*Prompt*: Find the lines below that contain the string "metal". Copy each one.

*Working data*:
================
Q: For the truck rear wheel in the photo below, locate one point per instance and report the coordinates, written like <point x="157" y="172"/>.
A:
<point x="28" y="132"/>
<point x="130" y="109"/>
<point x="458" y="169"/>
================
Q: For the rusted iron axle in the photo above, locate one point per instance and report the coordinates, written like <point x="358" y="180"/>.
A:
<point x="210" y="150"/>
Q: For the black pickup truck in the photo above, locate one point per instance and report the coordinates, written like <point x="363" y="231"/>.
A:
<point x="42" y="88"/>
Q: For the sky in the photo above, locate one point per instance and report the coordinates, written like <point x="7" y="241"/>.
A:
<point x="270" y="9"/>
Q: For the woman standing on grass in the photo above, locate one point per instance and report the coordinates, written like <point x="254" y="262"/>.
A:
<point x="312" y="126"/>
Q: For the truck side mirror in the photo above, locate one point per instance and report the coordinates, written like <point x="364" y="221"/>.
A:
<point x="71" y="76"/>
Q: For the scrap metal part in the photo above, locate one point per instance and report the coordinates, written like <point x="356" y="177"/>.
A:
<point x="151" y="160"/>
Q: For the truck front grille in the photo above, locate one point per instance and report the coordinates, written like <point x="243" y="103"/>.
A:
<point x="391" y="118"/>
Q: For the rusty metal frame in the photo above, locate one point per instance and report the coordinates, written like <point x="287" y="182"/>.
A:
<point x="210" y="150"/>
================
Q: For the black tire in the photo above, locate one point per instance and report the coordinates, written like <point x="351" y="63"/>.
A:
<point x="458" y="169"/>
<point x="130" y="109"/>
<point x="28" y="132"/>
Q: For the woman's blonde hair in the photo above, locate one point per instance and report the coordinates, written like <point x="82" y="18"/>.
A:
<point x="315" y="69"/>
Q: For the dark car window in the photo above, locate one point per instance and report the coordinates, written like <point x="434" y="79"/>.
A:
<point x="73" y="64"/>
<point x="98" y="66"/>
================
*Written solution*:
Q: For the scrap metal part in the photo above, locate one point per instance and report the coordinates, written like <point x="356" y="177"/>.
Q: For the rusty metal frame in the photo above, locate one point per instance and report the coordinates, written like <point x="287" y="182"/>.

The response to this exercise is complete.